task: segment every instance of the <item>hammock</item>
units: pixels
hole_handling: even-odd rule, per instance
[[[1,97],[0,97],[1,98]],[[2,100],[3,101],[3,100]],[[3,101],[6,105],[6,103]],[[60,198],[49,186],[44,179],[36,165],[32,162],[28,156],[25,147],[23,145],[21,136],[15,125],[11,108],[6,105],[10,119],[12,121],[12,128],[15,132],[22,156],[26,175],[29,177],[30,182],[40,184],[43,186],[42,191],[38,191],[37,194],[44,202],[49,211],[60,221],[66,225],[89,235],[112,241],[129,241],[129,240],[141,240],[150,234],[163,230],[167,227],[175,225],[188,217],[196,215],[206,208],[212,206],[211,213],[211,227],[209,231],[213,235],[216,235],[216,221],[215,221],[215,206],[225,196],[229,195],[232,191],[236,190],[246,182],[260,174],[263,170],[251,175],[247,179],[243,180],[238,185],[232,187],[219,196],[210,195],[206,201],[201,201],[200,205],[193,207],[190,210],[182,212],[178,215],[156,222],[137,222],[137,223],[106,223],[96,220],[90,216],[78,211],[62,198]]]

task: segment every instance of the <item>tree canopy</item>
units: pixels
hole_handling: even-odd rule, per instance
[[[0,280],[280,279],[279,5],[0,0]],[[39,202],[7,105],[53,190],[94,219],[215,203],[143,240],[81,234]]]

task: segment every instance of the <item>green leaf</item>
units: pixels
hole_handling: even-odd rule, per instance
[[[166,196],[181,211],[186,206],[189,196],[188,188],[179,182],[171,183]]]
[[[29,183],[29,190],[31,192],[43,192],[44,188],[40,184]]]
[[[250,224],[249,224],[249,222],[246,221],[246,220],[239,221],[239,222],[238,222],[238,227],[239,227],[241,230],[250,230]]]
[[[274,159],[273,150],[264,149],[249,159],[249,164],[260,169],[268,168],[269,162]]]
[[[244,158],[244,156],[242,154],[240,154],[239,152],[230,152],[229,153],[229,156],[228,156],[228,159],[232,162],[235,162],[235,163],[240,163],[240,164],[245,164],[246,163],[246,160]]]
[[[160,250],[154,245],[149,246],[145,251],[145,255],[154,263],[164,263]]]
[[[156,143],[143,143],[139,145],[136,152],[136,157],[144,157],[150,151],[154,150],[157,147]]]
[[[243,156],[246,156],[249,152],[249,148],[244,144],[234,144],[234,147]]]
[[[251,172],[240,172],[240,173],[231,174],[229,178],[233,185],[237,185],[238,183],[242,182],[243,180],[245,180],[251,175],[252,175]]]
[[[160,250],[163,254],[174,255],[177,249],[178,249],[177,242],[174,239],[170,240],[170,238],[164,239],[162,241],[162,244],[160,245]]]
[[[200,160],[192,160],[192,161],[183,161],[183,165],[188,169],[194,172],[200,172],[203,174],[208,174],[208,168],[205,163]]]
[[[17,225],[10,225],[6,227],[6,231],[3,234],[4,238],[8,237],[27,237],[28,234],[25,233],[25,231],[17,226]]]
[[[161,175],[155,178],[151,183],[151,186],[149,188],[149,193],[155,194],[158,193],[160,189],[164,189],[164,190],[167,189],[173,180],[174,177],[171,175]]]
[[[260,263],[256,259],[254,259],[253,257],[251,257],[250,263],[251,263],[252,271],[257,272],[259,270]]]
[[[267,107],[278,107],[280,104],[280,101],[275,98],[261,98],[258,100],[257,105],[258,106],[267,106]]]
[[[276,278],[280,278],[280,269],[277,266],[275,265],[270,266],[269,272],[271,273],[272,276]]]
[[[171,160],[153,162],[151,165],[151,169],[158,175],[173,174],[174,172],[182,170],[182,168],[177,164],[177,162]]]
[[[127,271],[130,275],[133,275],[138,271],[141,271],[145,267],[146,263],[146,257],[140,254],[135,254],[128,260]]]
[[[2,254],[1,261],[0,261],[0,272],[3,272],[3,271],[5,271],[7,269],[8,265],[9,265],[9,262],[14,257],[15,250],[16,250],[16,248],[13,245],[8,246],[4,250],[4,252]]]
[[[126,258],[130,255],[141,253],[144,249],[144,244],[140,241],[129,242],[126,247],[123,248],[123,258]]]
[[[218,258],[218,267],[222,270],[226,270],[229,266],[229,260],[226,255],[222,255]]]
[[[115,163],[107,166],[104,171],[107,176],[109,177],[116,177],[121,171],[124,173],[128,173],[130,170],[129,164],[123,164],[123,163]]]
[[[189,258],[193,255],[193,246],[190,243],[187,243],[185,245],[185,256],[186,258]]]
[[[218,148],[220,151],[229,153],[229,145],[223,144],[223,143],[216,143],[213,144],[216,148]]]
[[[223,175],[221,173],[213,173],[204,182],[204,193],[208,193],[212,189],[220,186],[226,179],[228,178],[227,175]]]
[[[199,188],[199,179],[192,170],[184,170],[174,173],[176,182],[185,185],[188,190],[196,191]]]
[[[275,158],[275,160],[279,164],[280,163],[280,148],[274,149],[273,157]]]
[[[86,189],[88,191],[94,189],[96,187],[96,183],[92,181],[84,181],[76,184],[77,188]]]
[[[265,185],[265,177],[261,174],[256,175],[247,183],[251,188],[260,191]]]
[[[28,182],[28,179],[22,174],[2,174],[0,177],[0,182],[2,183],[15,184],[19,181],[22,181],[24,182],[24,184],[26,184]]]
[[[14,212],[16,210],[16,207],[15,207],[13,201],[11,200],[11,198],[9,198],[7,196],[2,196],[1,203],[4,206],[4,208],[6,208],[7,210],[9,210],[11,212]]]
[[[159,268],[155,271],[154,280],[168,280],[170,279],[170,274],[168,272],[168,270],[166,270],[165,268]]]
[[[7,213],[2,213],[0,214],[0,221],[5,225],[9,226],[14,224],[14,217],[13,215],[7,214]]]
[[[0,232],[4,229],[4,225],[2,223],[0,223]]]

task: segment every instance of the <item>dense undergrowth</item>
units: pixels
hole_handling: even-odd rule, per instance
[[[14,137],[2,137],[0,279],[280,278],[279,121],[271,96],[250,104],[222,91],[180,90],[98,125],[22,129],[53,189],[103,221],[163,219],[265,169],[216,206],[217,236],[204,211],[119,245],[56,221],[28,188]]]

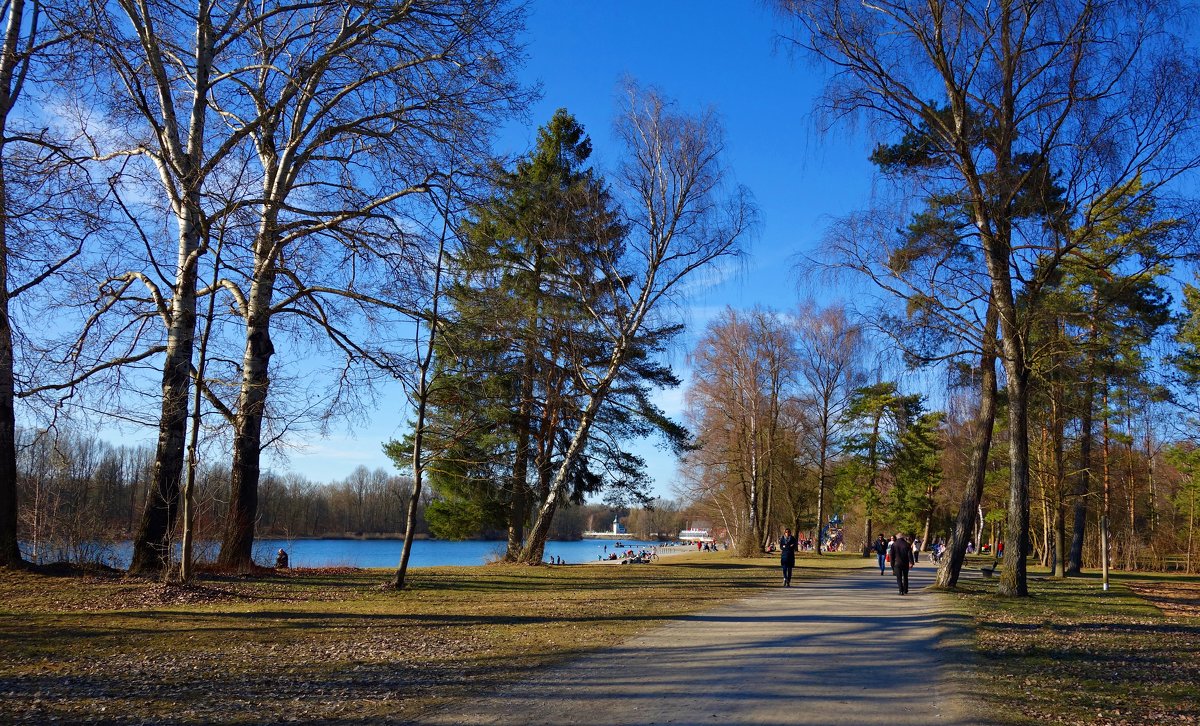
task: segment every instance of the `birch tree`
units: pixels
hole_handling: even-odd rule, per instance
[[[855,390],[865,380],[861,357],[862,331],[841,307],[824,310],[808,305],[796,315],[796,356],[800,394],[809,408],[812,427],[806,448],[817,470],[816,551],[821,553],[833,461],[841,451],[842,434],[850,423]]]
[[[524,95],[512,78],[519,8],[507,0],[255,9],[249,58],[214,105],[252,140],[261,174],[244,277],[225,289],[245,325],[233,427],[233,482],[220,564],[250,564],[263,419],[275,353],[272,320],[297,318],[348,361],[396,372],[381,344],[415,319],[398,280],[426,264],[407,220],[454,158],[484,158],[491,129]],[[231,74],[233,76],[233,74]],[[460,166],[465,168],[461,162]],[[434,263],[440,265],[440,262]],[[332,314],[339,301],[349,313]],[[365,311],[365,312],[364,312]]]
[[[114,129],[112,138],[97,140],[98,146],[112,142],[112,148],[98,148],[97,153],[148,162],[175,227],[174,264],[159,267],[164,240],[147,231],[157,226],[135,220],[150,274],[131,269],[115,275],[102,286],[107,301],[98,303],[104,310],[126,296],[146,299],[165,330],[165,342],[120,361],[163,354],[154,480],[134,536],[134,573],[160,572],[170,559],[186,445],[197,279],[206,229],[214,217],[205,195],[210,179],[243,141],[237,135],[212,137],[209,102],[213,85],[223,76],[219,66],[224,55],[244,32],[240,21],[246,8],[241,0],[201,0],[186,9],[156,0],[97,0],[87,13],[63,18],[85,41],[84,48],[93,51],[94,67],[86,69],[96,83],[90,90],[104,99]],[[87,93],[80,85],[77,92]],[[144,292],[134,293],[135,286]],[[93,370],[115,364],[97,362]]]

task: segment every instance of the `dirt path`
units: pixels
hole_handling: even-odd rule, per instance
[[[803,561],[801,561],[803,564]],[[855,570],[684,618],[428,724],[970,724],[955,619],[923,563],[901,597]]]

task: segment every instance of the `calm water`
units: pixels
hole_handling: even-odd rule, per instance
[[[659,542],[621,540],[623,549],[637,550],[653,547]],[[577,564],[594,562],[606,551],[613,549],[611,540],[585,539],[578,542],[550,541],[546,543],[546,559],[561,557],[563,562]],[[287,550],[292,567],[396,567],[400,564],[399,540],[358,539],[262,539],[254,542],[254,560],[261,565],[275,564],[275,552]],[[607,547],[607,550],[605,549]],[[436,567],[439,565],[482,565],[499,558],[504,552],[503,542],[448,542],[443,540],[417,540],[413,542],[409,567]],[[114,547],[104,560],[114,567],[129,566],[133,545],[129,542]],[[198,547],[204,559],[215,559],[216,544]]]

_Assignment_
Supply the number of lines above that contain the word "tree", and nothing else.

_Task answer_
2